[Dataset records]
──────
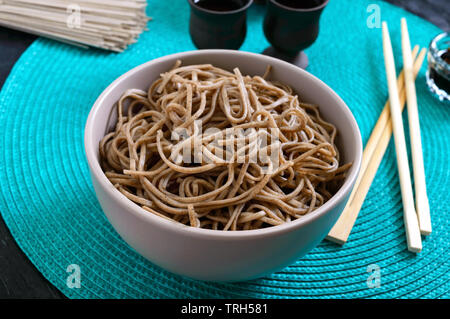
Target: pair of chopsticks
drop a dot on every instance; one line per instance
(390, 121)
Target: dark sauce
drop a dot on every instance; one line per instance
(301, 4)
(221, 5)
(440, 80)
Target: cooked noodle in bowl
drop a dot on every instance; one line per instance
(216, 149)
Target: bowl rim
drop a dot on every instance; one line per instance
(98, 174)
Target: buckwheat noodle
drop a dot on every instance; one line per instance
(143, 161)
──────
→ **WHAT YOU SHOULD DO**: Rewrite the rows above with every "drop a dot" changed to "place a point" and all else kept the same. Omit the pictures from your answer.

→ **SOLUTION**:
Target: pair of chopsticks
place a point on every instance; one line per instance
(390, 121)
Target: dark sauce
place a point on every instance; one line per instance
(301, 4)
(221, 5)
(440, 80)
Target: cooked noodle in bowl
place a point on every instance; one line per instance
(216, 149)
Target: bowl rim
place a point on every instance; one line per instance
(98, 174)
Target: buckwheat noodle
place a point on every instance; one line per instance
(143, 161)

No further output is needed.